How to complete this task >> Scan the entries that follow for the word "like", then report every line in which it appears.

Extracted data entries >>
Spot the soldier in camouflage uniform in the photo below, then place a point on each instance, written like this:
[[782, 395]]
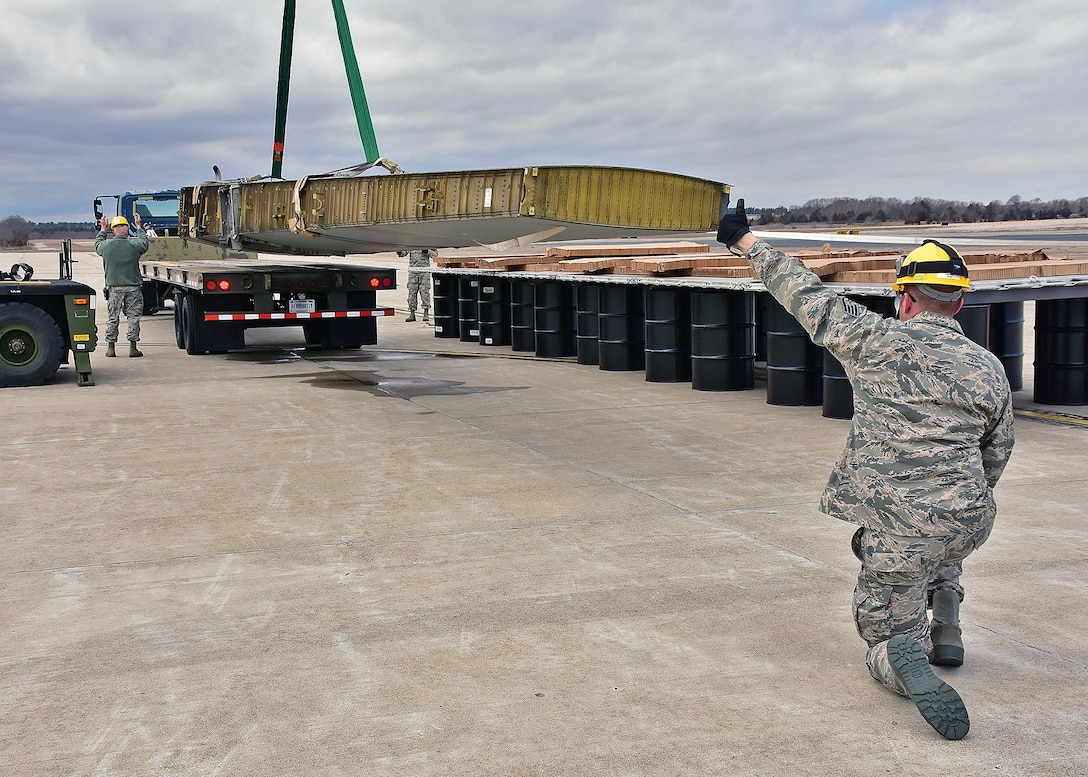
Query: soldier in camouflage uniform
[[932, 431], [124, 285], [419, 283]]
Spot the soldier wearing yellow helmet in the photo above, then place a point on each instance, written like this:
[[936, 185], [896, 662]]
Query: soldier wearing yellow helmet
[[124, 292], [931, 433]]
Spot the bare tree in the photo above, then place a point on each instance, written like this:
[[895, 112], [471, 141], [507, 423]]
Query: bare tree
[[14, 231]]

Exercise answer >>
Spot the soldier in camouflage uniform in the photo below, then place a point on each instance, written like this:
Spot the soldier wearing yellow helmet in the photo above, then place a point on each instance, written like this:
Spot the bare tree in the photo above, then place a point on each instance, written like this:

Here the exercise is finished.